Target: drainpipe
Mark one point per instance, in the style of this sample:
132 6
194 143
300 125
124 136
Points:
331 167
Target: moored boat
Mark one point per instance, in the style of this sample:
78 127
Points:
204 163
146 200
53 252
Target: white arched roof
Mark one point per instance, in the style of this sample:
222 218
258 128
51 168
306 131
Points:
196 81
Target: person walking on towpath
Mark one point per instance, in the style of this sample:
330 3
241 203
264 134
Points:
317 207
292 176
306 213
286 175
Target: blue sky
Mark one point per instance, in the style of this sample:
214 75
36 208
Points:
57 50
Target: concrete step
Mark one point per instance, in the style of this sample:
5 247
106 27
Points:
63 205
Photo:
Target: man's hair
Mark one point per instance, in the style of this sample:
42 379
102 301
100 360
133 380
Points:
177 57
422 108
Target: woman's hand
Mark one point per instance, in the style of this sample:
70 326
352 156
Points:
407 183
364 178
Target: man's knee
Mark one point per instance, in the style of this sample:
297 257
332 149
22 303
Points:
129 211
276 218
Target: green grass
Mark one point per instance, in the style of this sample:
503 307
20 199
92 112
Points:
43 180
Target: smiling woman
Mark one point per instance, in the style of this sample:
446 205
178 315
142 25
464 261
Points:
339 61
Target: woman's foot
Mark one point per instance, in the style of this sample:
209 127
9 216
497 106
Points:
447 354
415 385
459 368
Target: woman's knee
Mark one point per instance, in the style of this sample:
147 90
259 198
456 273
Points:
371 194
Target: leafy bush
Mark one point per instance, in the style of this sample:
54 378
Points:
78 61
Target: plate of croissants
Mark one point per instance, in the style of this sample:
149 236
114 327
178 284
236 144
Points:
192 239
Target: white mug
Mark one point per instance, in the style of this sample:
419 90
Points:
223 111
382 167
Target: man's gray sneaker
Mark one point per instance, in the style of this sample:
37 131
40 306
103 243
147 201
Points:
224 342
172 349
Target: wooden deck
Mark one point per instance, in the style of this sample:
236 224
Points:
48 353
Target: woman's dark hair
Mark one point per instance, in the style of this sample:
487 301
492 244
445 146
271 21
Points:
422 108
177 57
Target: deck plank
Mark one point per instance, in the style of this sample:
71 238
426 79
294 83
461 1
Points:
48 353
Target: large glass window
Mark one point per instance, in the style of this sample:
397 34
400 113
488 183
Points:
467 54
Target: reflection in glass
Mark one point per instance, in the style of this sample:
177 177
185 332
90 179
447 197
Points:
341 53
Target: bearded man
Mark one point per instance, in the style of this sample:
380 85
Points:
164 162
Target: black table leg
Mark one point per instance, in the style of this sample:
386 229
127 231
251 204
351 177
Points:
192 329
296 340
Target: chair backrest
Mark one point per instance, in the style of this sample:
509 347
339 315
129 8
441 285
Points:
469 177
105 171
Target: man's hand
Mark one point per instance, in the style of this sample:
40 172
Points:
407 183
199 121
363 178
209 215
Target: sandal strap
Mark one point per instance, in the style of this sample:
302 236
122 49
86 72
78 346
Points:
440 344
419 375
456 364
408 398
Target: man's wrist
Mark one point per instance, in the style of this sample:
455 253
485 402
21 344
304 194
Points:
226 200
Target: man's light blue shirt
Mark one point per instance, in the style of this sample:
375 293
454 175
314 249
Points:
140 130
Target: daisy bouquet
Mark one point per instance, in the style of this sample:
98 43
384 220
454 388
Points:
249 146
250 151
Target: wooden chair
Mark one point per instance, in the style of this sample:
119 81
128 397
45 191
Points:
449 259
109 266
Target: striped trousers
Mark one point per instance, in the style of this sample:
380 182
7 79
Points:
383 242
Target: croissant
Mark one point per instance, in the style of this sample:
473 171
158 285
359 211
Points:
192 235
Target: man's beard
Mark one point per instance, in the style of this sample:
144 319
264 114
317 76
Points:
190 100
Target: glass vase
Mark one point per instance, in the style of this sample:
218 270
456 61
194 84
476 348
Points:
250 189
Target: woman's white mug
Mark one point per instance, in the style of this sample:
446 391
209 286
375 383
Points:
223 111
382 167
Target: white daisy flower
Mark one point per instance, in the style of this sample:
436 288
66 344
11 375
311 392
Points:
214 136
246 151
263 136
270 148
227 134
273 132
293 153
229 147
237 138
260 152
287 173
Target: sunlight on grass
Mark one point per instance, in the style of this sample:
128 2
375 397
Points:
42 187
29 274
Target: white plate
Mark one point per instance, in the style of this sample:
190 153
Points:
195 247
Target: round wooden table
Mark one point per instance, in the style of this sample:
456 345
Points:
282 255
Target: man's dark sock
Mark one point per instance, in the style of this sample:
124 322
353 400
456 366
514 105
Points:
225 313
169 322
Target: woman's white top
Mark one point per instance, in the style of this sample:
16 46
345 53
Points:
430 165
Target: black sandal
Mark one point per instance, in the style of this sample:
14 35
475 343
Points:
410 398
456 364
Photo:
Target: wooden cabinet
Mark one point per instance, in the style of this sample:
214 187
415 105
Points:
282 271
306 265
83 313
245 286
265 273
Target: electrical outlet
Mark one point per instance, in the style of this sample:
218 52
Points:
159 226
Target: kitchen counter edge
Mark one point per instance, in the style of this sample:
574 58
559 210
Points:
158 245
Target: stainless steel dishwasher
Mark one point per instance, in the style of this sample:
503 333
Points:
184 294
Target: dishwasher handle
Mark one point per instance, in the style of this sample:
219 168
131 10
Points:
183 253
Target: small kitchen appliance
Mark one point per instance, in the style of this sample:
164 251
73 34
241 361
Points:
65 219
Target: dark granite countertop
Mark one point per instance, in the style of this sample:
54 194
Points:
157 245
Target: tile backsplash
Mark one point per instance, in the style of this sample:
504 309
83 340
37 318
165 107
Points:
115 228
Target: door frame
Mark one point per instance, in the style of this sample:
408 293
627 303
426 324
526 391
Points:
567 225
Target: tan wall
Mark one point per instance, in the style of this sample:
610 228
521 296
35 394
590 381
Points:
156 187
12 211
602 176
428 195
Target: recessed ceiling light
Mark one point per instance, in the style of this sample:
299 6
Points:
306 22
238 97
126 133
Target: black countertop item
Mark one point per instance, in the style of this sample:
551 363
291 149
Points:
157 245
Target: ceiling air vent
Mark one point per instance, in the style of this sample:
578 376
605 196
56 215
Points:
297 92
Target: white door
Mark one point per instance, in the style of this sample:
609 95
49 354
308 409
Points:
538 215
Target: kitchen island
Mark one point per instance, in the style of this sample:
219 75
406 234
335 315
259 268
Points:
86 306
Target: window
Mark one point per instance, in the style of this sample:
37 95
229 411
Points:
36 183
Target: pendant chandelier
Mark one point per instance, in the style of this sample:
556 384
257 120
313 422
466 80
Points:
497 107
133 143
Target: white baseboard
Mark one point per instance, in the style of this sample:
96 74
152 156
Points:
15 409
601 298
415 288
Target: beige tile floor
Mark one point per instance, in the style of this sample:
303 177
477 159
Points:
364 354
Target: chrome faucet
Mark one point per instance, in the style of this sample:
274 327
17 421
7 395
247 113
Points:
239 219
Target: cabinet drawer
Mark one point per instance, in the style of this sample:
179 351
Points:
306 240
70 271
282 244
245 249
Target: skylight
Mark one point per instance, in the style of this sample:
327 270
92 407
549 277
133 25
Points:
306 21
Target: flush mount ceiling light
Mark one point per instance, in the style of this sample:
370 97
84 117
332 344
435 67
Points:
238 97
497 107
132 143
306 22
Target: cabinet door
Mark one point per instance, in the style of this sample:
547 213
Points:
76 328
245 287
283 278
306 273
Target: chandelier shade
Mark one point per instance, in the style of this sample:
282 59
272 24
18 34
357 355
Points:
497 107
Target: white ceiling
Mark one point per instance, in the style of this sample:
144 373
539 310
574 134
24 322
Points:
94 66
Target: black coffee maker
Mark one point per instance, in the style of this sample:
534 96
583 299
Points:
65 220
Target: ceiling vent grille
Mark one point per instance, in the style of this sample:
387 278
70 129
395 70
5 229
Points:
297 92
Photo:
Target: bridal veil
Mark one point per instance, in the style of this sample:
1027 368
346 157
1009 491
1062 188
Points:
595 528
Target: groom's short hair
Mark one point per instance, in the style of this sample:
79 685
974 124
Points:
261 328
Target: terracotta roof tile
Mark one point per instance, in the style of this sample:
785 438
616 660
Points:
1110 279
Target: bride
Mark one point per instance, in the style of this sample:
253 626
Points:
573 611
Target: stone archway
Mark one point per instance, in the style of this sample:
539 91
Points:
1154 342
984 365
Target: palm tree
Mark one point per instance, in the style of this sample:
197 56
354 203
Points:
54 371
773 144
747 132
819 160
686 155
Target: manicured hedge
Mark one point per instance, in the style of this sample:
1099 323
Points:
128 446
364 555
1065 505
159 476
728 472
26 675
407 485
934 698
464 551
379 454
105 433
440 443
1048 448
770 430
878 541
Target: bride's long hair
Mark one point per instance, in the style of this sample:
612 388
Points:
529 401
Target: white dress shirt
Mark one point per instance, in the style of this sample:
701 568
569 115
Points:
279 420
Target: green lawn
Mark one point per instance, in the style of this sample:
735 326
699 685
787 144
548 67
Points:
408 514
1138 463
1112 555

■ Work item:
Where the listing above reaches the line that contains "Target: man's light blue shirt", start retyping, and finish with the line that contains "Target: striped trousers"; reproduce those lines exactly and no others.

■ Exercise answer:
Target: man's light blue shirt
Mark one point per instance, in the style of this sample:
375 293
454 175
314 249
Points:
140 130
Target: daisy bouquet
Mark one point per instance, in the style of this sample:
98 43
384 220
454 388
Points:
249 146
250 151
Target: wooden chair
Mark one point per instance, in the style of this sample:
119 81
128 397
45 191
Points:
449 259
109 266
Target: striped trousers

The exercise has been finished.